■ Task statement
Exactly repeat the full listing that follows.

################

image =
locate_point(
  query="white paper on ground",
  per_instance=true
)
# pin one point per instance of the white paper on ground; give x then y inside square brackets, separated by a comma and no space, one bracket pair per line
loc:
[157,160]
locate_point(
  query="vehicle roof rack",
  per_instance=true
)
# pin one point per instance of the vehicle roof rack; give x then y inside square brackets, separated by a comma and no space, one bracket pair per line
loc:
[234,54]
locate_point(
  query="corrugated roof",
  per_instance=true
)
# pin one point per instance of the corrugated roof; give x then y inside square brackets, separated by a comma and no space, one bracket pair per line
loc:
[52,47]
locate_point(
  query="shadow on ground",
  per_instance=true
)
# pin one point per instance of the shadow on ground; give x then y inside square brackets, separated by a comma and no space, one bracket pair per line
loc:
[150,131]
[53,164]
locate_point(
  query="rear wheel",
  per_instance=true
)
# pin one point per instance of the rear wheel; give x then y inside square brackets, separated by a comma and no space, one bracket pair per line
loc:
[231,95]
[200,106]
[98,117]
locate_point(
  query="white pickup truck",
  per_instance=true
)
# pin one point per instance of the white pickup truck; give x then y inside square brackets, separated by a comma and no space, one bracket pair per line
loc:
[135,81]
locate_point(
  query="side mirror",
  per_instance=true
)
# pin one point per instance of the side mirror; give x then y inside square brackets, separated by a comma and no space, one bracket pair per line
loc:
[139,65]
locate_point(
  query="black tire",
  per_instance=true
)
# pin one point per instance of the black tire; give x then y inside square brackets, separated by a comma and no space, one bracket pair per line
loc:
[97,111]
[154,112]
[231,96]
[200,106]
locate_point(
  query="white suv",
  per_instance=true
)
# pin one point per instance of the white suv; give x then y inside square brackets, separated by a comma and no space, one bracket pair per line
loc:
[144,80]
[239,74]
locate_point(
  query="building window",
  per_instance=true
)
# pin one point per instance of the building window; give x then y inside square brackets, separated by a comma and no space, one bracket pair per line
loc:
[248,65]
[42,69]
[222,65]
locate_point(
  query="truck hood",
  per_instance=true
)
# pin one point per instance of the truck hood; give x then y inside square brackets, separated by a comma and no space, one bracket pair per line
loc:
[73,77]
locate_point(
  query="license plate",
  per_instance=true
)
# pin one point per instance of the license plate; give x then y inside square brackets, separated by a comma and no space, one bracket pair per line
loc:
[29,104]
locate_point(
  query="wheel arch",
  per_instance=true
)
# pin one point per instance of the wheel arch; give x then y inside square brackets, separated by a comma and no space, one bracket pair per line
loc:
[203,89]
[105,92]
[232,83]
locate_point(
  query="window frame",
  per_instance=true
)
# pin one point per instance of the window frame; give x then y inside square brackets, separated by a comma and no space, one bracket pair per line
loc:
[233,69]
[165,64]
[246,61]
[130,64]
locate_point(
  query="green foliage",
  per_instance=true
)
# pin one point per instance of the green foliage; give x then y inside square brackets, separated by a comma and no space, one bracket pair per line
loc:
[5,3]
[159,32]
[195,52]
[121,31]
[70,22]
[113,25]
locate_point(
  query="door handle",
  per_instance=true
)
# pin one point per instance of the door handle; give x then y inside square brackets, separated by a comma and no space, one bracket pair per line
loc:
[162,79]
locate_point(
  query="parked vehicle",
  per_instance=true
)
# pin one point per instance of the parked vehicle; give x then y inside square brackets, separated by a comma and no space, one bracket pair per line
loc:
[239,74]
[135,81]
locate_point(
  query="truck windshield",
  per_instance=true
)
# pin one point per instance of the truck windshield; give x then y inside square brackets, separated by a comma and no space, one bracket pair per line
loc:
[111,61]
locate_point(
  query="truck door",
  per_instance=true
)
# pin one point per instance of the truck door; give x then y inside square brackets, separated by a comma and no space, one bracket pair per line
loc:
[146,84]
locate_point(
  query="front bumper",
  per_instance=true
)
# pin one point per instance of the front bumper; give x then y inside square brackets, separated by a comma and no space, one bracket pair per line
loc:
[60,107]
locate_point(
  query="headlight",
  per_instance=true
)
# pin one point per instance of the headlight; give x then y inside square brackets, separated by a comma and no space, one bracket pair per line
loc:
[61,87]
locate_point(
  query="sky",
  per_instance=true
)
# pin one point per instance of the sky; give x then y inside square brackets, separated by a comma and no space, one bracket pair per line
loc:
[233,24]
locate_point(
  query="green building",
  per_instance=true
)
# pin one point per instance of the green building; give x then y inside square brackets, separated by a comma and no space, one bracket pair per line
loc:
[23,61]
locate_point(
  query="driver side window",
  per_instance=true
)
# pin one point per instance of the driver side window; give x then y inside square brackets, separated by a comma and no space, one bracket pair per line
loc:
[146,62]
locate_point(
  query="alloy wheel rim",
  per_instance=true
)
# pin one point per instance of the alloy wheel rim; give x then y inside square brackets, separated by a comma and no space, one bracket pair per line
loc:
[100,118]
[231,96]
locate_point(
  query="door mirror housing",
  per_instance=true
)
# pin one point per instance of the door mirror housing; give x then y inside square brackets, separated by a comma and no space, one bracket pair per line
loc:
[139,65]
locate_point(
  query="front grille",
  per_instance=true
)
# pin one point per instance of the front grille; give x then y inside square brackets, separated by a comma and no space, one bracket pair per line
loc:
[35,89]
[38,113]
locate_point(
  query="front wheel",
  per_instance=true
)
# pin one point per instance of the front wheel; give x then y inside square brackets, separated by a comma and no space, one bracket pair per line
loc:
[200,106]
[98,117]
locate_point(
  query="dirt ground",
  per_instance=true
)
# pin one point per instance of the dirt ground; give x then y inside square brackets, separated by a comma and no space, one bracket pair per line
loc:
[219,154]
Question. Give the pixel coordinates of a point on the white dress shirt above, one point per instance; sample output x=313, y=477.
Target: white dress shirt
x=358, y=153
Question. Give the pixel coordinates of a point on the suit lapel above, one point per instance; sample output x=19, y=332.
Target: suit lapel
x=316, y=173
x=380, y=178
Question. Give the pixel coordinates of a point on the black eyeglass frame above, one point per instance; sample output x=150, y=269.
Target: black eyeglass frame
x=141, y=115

################

■ Answer
image =
locate_point(
  query="white paper on ground",
  per_instance=true
)
# pin one point per instance of the white paper on ground; give x then y inside square brackets, separated by a comma and no space, one bracket pair per line
loc:
[157,160]
locate_point(
  query="vehicle roof rack",
  per_instance=true
)
# pin one point per instance of the vehicle roof rack; give x then y inside square brackets, separated by a comma and no space, one bracket pair per line
loc:
[234,54]
locate_point(
  query="corrugated roof",
  per_instance=true
)
# pin one point per instance of the corrugated roof; give x then y inside square brackets, separated by a comma and no space, one bracket pair per line
loc:
[52,47]
locate_point(
  query="shadow on ground",
  per_instance=true
)
# pin one point per instance of the shadow on ground; give x then y inside square brackets, separated by a comma and no space, one bracket pair per line
loc:
[150,131]
[53,164]
locate_point(
  query="rear wheel",
  per_instance=true
)
# pin one point per instance of the rear wheel; give x then y inside square brackets, separated by a comma and no space, one bracket pair per line
loc:
[231,95]
[200,106]
[98,117]
locate_point(
  query="white pickup truck",
  per_instance=true
)
# pin one point per instance of the white pickup truck; give x then y inside square brackets, separated by a comma and no space, one bracket pair per line
loc:
[135,81]
locate_point(
  query="side mirror",
  per_instance=true
)
# pin one point per instance of the side mirror; give x then y inside square brackets, separated by a comma and no space, one bracket pair per line
loc:
[139,65]
locate_point(
  query="black tire",
  per_instance=true
)
# pin one point per instance of the black tire; give x then y inside square brackets, separated by a comma and no space, one bracket pair per line
loc:
[97,111]
[154,112]
[231,96]
[200,106]
locate_point(
  query="white suv",
  per_instance=true
)
# pin one point per instance of the white suv; give x then y inside square brackets, separated by a comma and no space, one bracket pair per line
loc:
[144,80]
[239,74]
locate_point(
  query="building window",
  per_instance=true
)
# pin one point per instance of the building window; give x then y inside square brackets, separated by a comma and no space, one bracket pair per line
loc:
[248,65]
[42,69]
[222,65]
locate_point(
  query="truck hood",
  per_instance=true
)
# pin one point per instance of the truck hood; give x then y inside square brackets, separated by a comma and no space, one bracket pair per line
loc:
[73,77]
locate_point(
  query="license plate",
  per_instance=true
)
# pin one point per instance of the license plate; give x then y inside square brackets, separated by a comma and no space, one bracket pair per line
loc:
[29,104]
locate_point(
  query="wheel arch",
  per_instance=true
)
# pin one point per instance of the wheel arch; give x then y inside square brackets, separated by a comma and no space, one bracket pair per line
loc:
[203,89]
[105,92]
[232,83]
locate_point(
  query="window frame",
  per_instance=true
)
# pin one point per instance of the window frame; give x then y inside square brackets, separated by a comma and no space, one bracket pair per line
loc:
[233,69]
[165,64]
[246,61]
[130,64]
locate_point(
  query="green foliage",
  per_instance=true
)
# pin one point per instance of the green foliage; give x then y inside square brackets, separated by a comma and no space, one bracket pair per line
loc:
[5,3]
[159,32]
[195,52]
[121,31]
[70,22]
[113,25]
locate_point(
  query="door handle",
  per_instance=true
)
# pin one point per instance of the door handle; give x then y inside square brackets, separated by a comma and no space, one bracket pair per line
loc:
[162,79]
locate_point(
  query="parked vehicle",
  per_instance=true
)
# pin one point per instance of the parked vehicle; give x then y inside square brackets, separated by a comma and no space, one bracket pair per line
loc:
[239,74]
[135,81]
locate_point(
  query="truck windshield",
  per_instance=true
)
# pin one point per instance of the truck windshield; give x then y inside square brackets, separated by a comma and no space, one bracket pair per line
loc:
[111,61]
locate_point(
  query="truck door",
  per_instance=true
)
# pin one point per instance of the truck door; give x then y inside square brackets, separated by a comma and no space, one bracket pair per line
loc:
[146,84]
locate_point(
  query="front bumper",
  per_instance=true
)
# pin one point per instance of the front bumper; give x then y inside square brackets, separated by a comma and no space, one bracket pair per line
loc:
[60,107]
locate_point(
  query="headlight",
  per_instance=true
)
# pin one point per instance of the headlight; give x then y inside square brackets, separated by a comma and no space, one bracket pair per line
loc:
[61,87]
locate_point(
  query="sky",
  per_instance=true
)
# pin one point per instance of the sky; give x then y inside square brackets, separated by a comma and no space, one bracket pair per line
loc:
[233,24]
locate_point(
  query="green building",
  per_instance=true
)
# pin one point per instance of the green building; give x then y inside square brackets, separated by a comma and no space, one bracket pair per line
loc:
[23,61]
locate_point(
  query="driver side window",
  per_instance=true
)
# pin one point per instance of the driver side window; give x then y inside square brackets, separated by a comma and no space, one bracket pair per line
loc:
[146,62]
locate_point(
  query="alloy wheel rim",
  per_instance=true
)
# pin one point per instance of the alloy wheel rim; give x then y inside square brackets, separated by a comma and no space, one bracket pair per line
loc:
[100,118]
[231,96]
locate_point(
  query="door mirror housing",
  per_instance=true
)
# pin one point per instance of the door mirror housing; give x then y inside square brackets, separated by a comma and no space, one bracket pair per line
loc:
[139,65]
locate_point(
  query="front grille",
  per_instance=true
)
# pin one point per instance of the front grille; give x then y inside square brackets, separated by a comma and no space, one bracket pair per line
loc:
[35,89]
[38,113]
locate_point(
  query="front wheel",
  per_instance=true
)
# pin one point per instance of the front wheel; give x then y inside square brackets, separated by a comma and no space, one bracket pair per line
loc:
[200,106]
[98,117]
locate_point(
  query="dirt ground",
  per_instance=true
)
# pin one point per instance of the dirt ground; give x then y inside square brackets, separated by a comma and no space, one bracket pair per line
loc:
[219,154]
Question. Give the pixel coordinates of a point on the white dress shirt above, one point per instance; sample output x=313, y=477.
Target: white dress shirt
x=358, y=153
Question. Give the pixel coordinates of a point on the suit lapel above, one point per instance; sample output x=19, y=332.
Target: suit lapel
x=316, y=173
x=380, y=178
Question. Give the pixel coordinates of a point on the black eyeglass frame above, one point per instance; sample output x=150, y=269.
Target: black eyeglass frame
x=141, y=115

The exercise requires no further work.